Given instruction: Render the data running from the line containing "like [192, 571]." through the line containing "[1011, 282]" as a JSON array of strings, one string per line with blank lines omitted. Include both boundary lines and nothing else from the data.

Source material:
::::::::::
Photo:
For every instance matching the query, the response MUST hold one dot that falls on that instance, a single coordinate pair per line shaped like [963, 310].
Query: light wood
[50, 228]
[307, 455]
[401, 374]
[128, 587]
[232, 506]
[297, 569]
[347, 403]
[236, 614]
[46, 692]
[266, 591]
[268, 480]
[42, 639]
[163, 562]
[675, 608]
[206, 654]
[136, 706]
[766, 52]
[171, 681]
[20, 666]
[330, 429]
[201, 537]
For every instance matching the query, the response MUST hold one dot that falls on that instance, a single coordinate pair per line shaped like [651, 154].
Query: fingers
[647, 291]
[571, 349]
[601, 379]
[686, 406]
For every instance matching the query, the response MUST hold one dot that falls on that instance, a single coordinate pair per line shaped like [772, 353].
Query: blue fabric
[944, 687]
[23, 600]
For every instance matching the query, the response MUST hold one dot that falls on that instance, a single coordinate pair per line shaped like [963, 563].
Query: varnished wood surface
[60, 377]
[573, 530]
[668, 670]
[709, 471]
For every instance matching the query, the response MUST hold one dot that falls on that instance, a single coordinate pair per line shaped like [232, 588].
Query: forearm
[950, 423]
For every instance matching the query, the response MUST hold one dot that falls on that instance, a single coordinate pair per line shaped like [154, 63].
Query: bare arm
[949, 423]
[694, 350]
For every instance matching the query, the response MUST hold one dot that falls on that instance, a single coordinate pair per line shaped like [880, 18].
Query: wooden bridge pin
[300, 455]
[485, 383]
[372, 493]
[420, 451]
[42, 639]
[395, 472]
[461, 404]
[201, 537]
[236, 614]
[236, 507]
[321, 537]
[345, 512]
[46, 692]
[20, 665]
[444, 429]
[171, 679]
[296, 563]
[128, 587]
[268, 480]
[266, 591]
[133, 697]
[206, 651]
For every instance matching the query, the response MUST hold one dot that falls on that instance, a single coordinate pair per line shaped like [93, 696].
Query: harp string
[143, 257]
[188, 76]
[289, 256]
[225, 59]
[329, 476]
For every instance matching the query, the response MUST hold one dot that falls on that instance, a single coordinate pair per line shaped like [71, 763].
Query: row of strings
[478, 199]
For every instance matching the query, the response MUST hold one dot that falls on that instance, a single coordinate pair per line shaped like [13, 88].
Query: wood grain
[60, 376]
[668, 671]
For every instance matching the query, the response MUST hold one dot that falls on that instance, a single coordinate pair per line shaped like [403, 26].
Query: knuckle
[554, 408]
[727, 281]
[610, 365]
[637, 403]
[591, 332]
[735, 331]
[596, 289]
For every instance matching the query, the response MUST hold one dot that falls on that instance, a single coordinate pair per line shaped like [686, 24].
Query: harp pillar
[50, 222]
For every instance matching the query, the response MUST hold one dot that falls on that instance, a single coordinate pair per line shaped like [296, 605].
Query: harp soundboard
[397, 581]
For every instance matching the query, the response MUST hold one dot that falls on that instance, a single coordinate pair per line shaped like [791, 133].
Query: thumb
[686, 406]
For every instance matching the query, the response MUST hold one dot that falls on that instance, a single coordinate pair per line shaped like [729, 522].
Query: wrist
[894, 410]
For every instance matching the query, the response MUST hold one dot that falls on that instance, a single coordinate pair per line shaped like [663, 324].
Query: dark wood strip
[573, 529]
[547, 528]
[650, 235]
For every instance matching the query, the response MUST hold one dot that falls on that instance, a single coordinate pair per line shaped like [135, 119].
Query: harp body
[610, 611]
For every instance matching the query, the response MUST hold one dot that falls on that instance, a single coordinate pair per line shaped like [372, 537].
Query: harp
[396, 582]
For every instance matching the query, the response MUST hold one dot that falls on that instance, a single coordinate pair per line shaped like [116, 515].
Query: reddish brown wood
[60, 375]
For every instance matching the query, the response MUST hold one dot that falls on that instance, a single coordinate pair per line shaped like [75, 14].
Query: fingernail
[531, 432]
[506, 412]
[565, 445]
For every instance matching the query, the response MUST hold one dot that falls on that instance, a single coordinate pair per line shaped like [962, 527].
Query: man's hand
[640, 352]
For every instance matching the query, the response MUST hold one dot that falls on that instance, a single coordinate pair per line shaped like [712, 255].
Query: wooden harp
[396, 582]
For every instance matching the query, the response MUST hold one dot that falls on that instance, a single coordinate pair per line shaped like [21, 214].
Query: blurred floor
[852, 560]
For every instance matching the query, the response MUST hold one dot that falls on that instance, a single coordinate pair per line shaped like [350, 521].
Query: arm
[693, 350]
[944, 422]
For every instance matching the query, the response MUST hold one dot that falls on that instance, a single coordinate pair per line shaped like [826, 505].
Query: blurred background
::::::::::
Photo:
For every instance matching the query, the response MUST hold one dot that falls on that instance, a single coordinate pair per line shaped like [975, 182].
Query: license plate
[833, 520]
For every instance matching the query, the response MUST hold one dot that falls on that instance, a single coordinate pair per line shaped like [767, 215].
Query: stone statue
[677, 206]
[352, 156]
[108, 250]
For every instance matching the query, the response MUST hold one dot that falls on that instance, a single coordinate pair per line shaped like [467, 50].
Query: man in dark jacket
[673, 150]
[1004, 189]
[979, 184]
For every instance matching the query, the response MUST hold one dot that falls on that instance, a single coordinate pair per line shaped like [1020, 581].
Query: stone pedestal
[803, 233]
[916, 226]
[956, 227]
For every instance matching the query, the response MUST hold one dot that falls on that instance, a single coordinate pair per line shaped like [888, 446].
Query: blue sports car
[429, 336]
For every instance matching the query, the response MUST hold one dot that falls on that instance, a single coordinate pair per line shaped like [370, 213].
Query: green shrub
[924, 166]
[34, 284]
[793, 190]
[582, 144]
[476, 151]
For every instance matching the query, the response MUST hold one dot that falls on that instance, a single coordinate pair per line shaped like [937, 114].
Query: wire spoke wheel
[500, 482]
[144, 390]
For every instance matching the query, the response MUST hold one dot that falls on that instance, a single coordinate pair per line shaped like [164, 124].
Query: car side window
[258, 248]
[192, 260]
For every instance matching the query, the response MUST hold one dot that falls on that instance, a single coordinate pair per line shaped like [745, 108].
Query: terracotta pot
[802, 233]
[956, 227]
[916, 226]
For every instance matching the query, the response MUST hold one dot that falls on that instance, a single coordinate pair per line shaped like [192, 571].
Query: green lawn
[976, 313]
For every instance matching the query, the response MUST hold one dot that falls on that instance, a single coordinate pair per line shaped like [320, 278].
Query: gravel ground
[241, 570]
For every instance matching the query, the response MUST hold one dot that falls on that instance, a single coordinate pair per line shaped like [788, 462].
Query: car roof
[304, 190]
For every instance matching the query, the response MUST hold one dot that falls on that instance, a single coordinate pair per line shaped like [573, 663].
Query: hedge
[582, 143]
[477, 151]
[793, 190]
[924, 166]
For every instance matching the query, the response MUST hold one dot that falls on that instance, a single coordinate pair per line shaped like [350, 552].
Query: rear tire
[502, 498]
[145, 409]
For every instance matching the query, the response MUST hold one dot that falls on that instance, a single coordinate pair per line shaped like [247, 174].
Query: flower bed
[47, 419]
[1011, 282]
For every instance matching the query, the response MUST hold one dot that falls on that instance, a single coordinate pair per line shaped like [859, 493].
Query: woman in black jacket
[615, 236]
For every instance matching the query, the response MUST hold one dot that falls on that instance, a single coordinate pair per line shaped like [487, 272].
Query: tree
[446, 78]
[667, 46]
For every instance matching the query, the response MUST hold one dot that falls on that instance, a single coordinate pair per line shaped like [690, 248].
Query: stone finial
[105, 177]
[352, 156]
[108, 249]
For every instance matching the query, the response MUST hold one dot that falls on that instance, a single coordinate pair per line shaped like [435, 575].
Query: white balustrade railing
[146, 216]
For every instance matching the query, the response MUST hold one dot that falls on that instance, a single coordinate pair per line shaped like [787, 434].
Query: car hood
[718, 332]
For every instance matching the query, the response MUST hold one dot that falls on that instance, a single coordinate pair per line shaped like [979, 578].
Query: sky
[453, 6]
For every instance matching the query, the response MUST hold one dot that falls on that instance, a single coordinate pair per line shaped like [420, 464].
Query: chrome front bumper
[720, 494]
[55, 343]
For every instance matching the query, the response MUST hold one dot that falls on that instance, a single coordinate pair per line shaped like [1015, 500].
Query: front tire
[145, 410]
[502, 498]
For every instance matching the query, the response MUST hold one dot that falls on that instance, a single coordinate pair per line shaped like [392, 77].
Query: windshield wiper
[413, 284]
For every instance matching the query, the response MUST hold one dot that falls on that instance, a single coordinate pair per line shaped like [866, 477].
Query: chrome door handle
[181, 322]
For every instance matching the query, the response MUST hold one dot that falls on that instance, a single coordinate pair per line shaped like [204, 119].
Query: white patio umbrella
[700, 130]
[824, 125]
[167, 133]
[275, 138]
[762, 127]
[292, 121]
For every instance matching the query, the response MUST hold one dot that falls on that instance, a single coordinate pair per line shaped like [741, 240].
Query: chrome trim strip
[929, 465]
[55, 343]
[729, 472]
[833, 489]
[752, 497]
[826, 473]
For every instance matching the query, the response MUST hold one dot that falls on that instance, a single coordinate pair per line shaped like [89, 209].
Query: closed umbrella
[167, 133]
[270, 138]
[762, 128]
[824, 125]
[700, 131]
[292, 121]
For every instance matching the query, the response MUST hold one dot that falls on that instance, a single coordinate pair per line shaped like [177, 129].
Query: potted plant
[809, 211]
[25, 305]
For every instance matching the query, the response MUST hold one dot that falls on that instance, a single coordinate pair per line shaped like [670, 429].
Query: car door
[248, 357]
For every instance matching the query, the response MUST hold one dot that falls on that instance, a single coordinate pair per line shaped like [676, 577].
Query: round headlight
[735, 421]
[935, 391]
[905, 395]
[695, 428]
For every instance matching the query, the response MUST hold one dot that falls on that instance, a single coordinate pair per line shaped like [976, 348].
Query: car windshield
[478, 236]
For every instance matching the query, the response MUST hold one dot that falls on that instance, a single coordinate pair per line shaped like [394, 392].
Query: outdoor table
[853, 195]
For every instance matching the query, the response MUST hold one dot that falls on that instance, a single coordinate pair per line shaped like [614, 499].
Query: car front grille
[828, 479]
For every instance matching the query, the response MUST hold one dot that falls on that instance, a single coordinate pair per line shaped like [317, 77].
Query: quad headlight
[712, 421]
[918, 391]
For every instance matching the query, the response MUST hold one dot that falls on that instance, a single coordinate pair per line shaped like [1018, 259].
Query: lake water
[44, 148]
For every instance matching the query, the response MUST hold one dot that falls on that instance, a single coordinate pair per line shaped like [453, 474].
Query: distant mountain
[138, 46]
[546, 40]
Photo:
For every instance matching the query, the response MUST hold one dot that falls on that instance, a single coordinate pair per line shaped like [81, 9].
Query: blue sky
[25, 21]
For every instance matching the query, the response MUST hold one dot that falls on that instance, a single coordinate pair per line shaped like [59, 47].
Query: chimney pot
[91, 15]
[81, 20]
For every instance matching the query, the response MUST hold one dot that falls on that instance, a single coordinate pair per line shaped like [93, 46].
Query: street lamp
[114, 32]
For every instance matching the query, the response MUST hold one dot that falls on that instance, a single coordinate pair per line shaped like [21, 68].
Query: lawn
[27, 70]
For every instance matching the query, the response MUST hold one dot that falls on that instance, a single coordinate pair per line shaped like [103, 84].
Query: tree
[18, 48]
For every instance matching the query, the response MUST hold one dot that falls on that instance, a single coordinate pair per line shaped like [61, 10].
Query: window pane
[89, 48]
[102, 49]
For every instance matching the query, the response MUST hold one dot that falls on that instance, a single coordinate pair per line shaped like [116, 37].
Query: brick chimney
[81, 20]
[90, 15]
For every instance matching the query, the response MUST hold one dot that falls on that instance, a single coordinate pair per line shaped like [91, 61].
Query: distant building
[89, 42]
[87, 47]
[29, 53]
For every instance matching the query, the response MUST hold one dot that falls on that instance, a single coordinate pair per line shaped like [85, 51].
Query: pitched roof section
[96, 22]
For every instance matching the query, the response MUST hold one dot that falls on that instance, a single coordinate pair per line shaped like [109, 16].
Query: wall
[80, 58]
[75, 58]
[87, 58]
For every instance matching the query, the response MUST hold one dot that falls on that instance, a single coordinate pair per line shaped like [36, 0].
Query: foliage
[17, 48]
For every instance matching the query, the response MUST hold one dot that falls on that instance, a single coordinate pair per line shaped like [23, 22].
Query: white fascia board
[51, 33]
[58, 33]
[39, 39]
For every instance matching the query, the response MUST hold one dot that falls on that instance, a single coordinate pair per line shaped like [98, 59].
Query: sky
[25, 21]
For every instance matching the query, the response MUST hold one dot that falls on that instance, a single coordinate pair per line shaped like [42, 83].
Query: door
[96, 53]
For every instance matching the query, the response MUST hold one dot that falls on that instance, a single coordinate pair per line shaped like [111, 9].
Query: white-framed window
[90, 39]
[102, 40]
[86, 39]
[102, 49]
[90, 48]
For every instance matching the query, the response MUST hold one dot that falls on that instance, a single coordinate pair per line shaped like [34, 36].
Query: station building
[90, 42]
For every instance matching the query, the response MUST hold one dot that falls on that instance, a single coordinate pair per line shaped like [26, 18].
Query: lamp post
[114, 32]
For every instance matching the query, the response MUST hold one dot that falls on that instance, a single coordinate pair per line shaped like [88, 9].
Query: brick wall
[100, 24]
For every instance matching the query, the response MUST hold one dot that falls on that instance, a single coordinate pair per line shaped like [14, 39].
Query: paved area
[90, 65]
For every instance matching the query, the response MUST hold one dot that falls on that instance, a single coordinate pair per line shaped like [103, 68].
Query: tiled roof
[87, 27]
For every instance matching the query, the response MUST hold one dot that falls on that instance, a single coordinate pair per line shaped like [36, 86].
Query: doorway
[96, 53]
::::::::::
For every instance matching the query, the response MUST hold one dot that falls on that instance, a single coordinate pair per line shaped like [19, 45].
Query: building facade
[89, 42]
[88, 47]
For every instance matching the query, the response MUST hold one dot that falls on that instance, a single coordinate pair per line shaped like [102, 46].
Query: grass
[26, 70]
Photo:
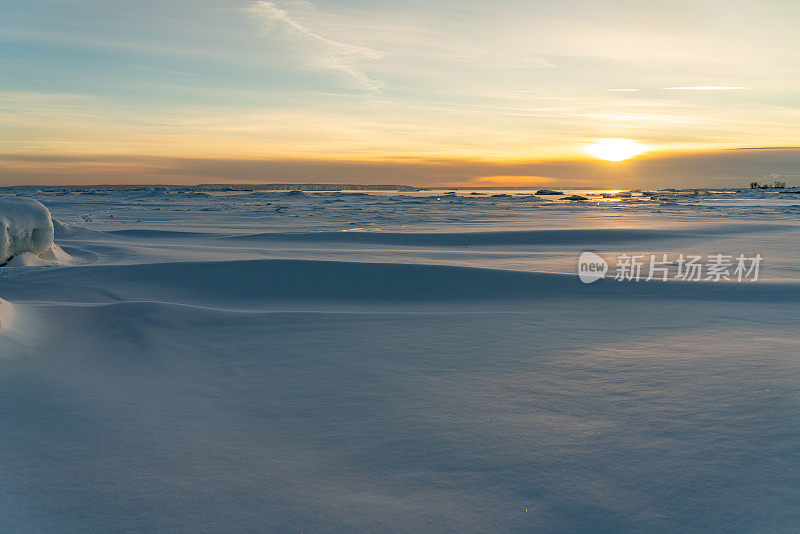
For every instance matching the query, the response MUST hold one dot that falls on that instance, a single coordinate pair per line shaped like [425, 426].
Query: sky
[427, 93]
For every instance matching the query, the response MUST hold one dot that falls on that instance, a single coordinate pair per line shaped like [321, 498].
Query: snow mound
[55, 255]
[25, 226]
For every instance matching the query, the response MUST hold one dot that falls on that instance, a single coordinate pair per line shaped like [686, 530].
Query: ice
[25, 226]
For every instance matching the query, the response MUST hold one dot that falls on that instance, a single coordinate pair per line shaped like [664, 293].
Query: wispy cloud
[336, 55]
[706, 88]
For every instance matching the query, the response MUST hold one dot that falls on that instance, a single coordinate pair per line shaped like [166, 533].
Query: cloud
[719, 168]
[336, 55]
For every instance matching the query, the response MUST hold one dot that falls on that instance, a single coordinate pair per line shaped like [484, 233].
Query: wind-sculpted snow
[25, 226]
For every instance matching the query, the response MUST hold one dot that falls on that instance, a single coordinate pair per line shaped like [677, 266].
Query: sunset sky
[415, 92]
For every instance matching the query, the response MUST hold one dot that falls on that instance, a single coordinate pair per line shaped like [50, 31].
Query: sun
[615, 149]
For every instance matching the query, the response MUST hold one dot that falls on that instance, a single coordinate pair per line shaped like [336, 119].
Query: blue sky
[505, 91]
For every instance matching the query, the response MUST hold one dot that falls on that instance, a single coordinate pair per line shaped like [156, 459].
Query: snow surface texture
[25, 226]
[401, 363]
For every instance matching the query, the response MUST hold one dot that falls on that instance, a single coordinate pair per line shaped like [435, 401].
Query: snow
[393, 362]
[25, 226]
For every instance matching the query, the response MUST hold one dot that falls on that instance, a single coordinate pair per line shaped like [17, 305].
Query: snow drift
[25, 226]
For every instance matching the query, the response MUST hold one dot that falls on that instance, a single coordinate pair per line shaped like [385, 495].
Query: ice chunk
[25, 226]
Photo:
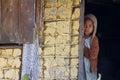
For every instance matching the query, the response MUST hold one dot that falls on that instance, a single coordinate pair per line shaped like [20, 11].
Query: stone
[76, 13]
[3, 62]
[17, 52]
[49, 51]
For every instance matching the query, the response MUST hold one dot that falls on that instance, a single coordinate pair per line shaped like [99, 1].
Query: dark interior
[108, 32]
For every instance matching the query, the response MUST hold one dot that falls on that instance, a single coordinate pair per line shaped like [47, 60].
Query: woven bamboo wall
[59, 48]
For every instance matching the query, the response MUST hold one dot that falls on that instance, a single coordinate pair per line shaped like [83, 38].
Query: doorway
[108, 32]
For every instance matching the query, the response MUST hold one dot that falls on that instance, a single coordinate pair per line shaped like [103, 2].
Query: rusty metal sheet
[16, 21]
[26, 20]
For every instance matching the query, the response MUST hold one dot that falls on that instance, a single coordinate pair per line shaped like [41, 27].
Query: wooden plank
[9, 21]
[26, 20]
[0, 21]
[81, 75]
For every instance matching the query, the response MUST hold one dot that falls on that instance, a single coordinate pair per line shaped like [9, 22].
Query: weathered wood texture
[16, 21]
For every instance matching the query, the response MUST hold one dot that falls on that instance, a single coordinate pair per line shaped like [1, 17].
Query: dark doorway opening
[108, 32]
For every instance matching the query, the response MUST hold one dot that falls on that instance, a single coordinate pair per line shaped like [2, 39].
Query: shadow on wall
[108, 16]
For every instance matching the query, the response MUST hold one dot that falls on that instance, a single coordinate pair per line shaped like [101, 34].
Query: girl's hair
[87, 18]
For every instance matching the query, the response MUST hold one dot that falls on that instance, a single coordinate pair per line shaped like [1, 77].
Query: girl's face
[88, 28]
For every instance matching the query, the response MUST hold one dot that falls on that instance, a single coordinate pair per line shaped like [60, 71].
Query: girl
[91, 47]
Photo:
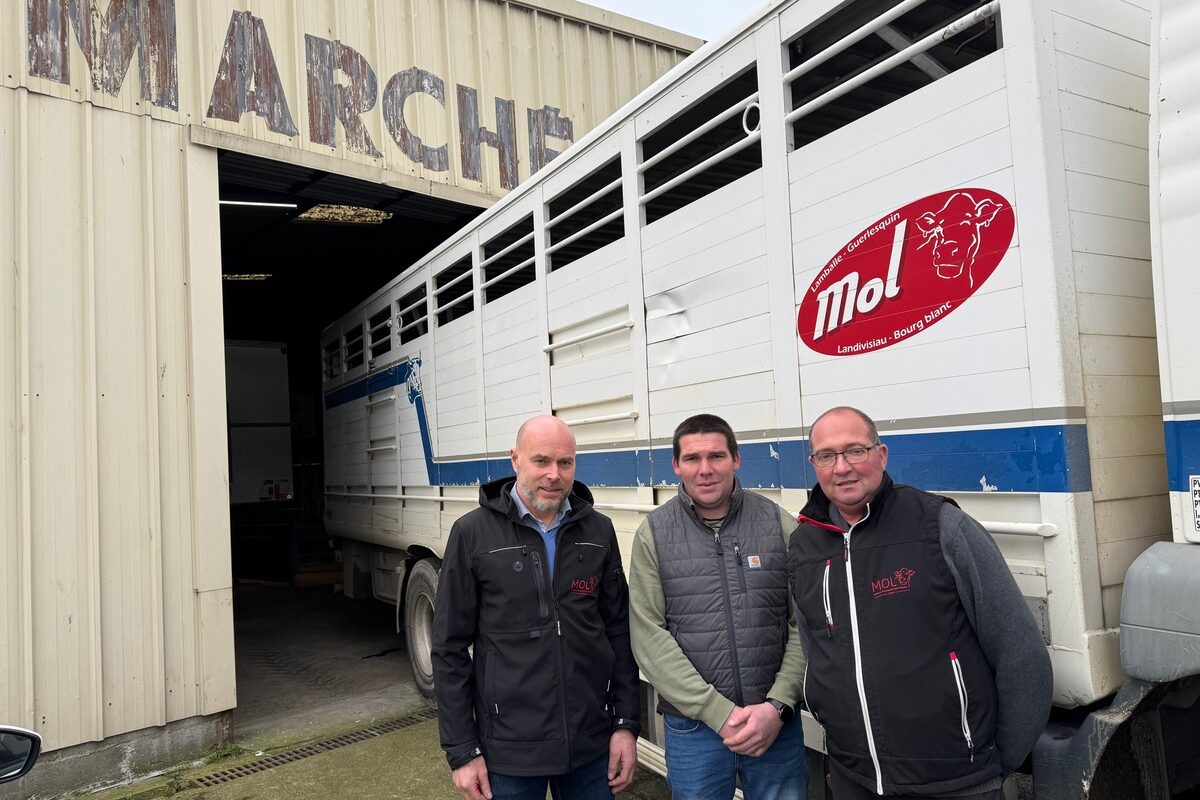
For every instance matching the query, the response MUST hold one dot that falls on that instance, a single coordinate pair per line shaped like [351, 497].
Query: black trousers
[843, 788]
::::::::::
Answer below:
[
  "For every instance matching the query, the response MUST hold one dot that falls on that instance, a single coordinate pair per line shaped like [192, 571].",
  "Query: green lawn",
  "[976, 313]",
  "For every instance matching the query, the response MUST hold one dot that falls on that instance, a single coordinate pair per line shaped like [320, 278].",
  "Query: gravel ground",
  "[241, 570]",
  "For every instance matching the query, the response MUST hold one dot that falls on that instance, a single coordinate pair per line shaped like [788, 462].",
  "Query: car roof",
  "[304, 190]",
  "For every instance matching the query, the response MUST hold one dot that falls on that instance, a single coordinate pair per line shaped like [573, 663].",
  "Query: hedge",
  "[582, 143]",
  "[477, 151]",
  "[793, 190]",
  "[924, 166]",
  "For every instance matching the query, the response MUST hold one dot that falls on that instance, a single coordinate pair per line shaped like [350, 552].",
  "Query: rear tire",
  "[502, 498]",
  "[145, 409]",
  "For every instance matching the query, the response MUST hold one dot that falls on that instance, a single coordinate pair per line shaped like [247, 174].",
  "Query: flower bed",
  "[47, 419]",
  "[1011, 282]"
]